▸ **WORK TASK**
Starting at the line that contains "action | put a dot on each instance of the lawn" and stopping at the line that contains "query | stucco house", transcribe every line of the material below exactly; pictures stay out.

▸ **MATERIAL PROVIDED**
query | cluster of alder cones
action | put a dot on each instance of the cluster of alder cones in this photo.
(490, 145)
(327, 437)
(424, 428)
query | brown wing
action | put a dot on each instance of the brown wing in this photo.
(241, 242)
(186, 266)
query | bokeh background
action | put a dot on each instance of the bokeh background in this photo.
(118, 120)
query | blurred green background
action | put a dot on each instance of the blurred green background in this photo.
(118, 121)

---

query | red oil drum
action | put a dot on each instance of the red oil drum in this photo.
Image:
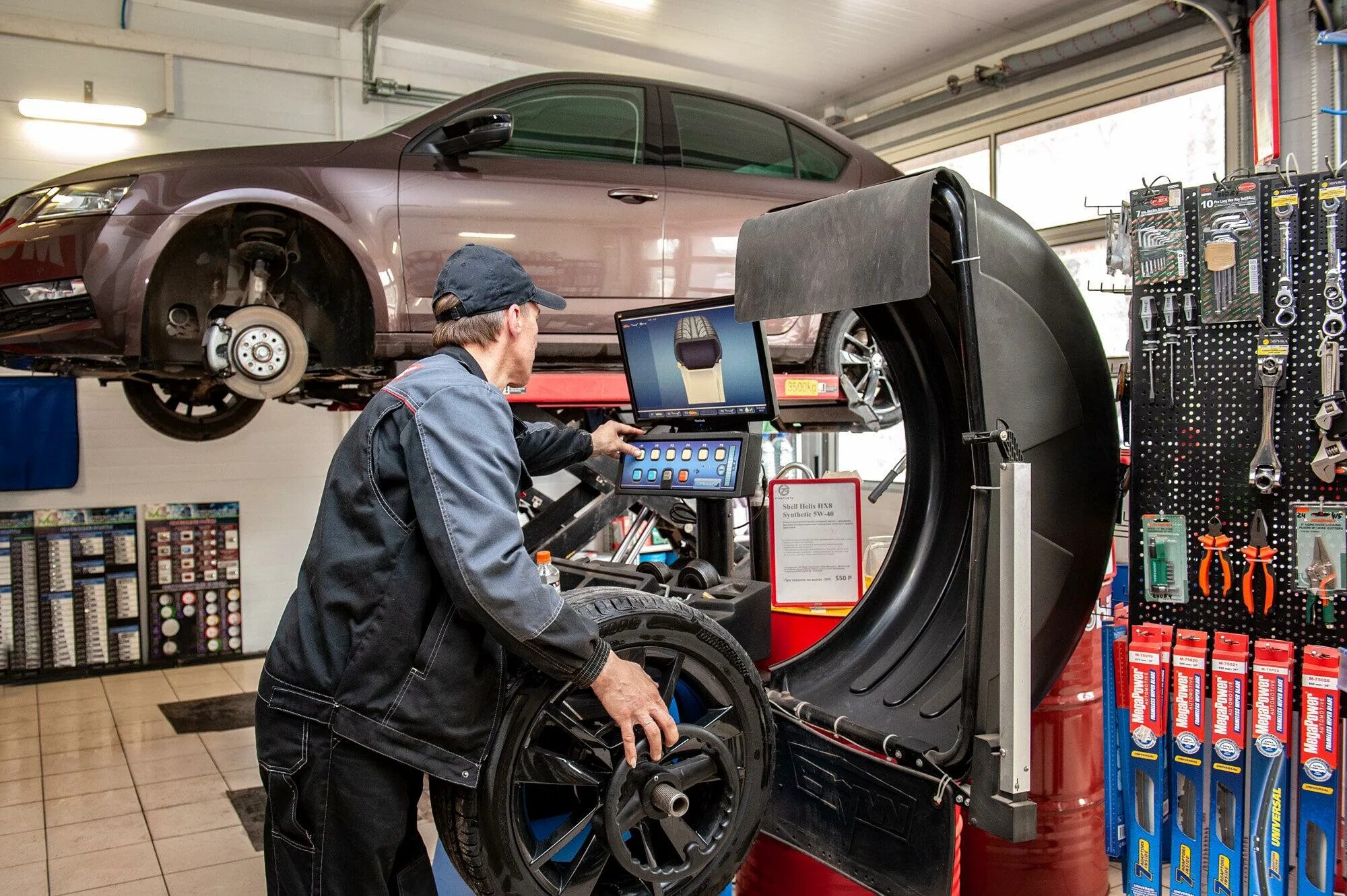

---

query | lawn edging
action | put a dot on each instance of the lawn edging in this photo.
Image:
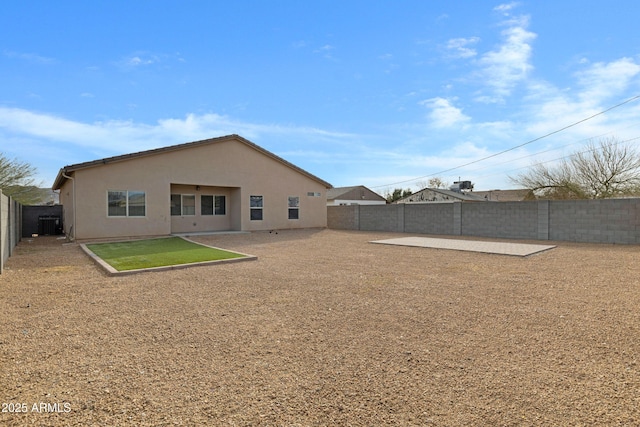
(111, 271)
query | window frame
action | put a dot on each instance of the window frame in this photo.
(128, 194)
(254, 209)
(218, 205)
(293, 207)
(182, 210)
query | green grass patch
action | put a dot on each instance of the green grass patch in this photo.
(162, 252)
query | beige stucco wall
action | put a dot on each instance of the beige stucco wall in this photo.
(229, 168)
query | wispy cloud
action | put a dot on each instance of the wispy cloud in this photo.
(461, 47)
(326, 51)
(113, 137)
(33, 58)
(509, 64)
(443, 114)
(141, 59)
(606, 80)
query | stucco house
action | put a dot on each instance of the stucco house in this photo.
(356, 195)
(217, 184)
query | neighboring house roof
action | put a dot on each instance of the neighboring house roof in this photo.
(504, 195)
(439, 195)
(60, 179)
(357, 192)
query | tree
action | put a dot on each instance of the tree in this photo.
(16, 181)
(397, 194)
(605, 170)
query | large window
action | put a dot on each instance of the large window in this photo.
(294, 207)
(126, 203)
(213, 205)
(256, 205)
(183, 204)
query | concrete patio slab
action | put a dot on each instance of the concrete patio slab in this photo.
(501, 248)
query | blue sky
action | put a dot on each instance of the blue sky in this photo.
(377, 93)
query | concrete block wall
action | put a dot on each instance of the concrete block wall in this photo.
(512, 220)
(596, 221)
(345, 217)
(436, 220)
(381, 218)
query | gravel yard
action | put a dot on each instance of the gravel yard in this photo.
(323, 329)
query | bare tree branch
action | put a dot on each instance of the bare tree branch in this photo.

▸ **YOUR RESPONSE**
action | put a dot on each instance of the lawn edging in this photo.
Image:
(111, 271)
query | window frame
action | put a dot on each instance of the window frame in this photo.
(128, 194)
(254, 209)
(218, 205)
(293, 207)
(182, 210)
query | green grass patch
action | put a dot on each instance of the green grass patch in this photo.
(162, 252)
query | beige stucco wall
action | put a dot on each instance of the beige stucco wall in this photo.
(229, 168)
query | wispy cloud
action | put a dot on each instance of the wispy cloud in this photo.
(461, 47)
(326, 51)
(113, 137)
(33, 58)
(509, 64)
(443, 114)
(141, 59)
(606, 80)
query | stucco house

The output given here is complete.